Written problem: Filter the records below and copy out every line that contains the word "blue". Matching is case-sensitive.

Data for the task:
=-=-=-=-=

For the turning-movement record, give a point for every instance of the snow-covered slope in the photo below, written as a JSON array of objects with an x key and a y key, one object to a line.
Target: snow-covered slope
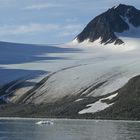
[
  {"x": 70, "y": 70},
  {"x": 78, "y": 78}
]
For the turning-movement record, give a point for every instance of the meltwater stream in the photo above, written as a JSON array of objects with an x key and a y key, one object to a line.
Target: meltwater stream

=-=-=-=-=

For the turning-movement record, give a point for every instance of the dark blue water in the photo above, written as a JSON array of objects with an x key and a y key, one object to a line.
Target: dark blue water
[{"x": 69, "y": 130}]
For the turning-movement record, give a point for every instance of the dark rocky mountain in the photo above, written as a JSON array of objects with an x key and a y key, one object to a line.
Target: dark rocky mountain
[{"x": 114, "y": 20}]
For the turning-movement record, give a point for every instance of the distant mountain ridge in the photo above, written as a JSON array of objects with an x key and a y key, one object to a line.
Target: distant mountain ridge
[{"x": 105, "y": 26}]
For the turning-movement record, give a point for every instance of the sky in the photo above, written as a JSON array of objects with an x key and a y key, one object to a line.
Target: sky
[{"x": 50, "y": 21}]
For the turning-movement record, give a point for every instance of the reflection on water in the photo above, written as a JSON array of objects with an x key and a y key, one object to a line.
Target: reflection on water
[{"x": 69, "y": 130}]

=-=-=-=-=

Result of the exercise:
For the turning-movement record, give a point for every instance of the dark blue water in the photo above, written as a JSON array of objects with an x key and a y key, one object to a line.
Target: dark blue water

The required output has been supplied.